REQUIRED TASK A:
List every name that the passage on the history of drywall uses for the wallboard material.
REQUIRED TASK B:
In the passage on the history of drywall, write out everything from "Back in the" down to "overwhelming for homeowners.", substituting "metal lath" for "wood lath".

SUPPLIED PASSAGE:
-- Begin --
Back in the day, most pre-war homes were constructed using wood lath and three coats of plaster. The construction was very labor intensive and took an extraordinary amount of time. It was necessary to hire a skilled plasterer to make sure the plaster was properly applied and the maintenance was a bit overwhelming for homeowners.
When World War II was over, there was a huge surge in America for more affordable housing. The U.S. Gypsum Company (USG) had invented gypsum board (sheet rock) way back in 1916. Unfortunately, American builders did not begin using it for another 25 years because the material was first created in smaller tiles. Soon after builders saw its versatility and began ordering it, it was produced with a larger, single layer of compressed gypsum sandwiched between two sheets of heavy paper.
Gypsum board became a durable surface that could be screwed or nailed to studs of any structure at half the cost of plaster and at twice the speed. Since it was not wet like plaster, it could be painted right away and thus got the nickname “drywall.”
-- End --
DATA PROVIDED:
-- Begin --
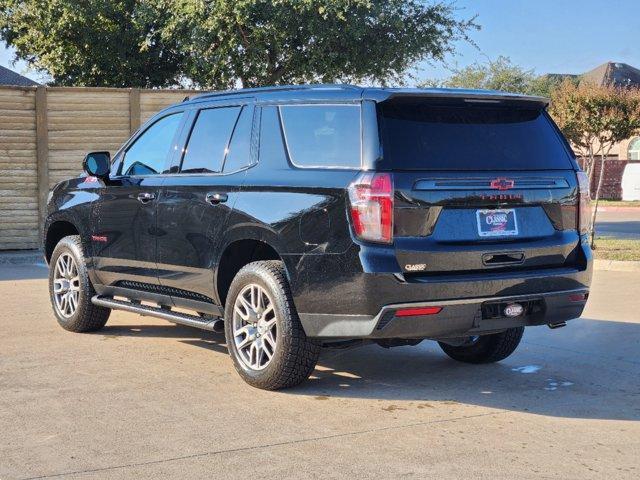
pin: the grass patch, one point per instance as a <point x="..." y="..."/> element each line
<point x="618" y="203"/>
<point x="607" y="248"/>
-- End --
FULL ANSWER A:
gypsum board, sheet rock, drywall

FULL ANSWER B:
Back in the day, most pre-war homes were constructed using metal lath and three coats of plaster. The construction was very labor intensive and took an extraordinary amount of time. It was necessary to hire a skilled plasterer to make sure the plaster was properly applied and the maintenance was a bit overwhelming for homeowners.